◆ REQUIREMENT: Each line in the entries below that contains the word "outline" counts once. Report how many there are and nothing more.

◆ LISTED RECORDS:
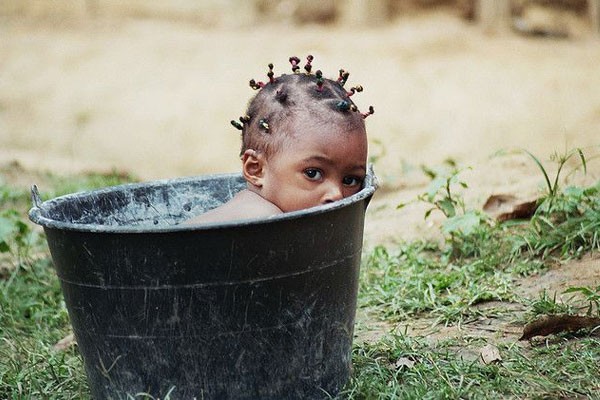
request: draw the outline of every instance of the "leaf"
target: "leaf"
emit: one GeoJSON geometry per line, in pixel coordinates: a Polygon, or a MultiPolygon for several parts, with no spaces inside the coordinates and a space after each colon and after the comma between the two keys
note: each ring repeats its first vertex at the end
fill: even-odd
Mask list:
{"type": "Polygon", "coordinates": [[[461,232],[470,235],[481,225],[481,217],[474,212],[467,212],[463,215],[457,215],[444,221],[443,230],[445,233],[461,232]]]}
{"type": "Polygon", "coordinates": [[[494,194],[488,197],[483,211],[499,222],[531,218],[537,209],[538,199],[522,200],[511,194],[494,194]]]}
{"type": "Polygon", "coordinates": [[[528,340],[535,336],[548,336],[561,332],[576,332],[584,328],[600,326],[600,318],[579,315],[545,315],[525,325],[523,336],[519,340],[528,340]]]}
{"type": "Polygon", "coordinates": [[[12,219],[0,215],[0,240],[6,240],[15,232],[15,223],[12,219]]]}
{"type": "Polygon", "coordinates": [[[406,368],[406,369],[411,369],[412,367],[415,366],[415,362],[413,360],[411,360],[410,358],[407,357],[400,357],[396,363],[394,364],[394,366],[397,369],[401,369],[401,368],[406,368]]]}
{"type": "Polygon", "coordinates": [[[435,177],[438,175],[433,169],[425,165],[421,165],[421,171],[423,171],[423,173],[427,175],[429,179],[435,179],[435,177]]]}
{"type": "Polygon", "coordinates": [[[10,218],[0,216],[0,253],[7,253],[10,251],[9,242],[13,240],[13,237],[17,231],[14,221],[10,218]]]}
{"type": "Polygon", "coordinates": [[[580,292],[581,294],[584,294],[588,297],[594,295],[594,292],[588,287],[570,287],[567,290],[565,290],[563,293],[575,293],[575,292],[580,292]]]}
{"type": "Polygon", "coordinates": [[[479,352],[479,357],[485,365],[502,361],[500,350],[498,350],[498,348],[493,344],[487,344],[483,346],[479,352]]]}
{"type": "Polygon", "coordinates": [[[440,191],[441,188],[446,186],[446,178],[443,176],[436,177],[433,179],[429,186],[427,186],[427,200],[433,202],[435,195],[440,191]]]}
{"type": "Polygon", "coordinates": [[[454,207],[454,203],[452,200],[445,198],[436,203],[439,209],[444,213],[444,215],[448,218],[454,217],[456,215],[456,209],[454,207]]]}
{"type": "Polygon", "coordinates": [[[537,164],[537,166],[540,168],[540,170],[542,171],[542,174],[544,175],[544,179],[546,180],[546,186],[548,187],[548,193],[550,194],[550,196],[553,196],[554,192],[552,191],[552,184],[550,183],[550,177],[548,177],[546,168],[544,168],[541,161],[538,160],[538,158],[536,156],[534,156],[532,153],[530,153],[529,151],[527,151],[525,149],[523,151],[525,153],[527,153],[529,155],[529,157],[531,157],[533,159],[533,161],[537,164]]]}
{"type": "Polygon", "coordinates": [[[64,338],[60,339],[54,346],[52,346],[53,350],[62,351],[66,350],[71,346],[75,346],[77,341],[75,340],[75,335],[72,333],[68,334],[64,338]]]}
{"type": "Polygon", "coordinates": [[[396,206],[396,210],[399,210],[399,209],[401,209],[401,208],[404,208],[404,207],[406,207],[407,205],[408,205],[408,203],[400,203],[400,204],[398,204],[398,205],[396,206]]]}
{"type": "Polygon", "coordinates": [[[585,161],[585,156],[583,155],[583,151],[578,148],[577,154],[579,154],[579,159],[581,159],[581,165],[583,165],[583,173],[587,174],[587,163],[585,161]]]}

* * *

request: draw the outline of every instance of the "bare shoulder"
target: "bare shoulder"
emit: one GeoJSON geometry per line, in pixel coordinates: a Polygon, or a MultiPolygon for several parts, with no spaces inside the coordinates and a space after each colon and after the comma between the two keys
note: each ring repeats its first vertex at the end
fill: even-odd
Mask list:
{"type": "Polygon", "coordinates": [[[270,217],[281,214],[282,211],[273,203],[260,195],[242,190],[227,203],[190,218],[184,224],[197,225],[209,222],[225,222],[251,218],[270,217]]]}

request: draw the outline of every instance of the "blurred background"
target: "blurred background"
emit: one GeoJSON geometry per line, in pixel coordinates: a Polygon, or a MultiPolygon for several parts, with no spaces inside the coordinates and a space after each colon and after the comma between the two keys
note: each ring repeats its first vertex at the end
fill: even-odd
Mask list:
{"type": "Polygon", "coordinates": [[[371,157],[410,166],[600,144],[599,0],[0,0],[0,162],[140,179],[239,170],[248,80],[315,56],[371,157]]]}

◆ EXERCISE RESPONSE: 3